(Referring expression data)
----------------------------------------
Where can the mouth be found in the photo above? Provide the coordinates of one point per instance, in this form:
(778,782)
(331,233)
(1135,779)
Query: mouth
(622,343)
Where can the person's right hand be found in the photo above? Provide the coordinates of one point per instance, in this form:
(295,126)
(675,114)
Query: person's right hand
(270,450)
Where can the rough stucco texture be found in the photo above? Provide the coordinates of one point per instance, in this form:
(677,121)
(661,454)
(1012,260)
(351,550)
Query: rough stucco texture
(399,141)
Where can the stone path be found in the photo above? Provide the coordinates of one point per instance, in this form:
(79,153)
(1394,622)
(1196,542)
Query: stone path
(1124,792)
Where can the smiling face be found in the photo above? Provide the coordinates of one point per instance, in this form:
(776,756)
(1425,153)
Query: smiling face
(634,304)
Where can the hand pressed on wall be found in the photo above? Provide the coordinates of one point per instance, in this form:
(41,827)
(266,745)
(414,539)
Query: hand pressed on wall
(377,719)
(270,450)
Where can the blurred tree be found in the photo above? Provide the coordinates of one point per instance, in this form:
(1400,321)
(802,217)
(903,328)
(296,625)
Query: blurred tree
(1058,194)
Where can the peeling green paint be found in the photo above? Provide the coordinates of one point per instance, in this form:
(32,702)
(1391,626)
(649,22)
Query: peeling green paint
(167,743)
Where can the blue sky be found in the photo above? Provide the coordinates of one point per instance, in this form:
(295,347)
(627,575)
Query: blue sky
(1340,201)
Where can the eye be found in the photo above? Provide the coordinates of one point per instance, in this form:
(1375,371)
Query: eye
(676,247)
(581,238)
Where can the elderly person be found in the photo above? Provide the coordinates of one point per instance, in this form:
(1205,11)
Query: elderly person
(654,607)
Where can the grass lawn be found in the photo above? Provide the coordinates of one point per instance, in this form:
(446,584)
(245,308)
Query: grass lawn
----------------------------------------
*What is needed*: This exercise requires the lines of the entries containing the string "lawn".

*Exercise solution*:
Where can the grass lawn be found in the photo above? Provide the coordinates of one point per instance, in this form:
Query: grass lawn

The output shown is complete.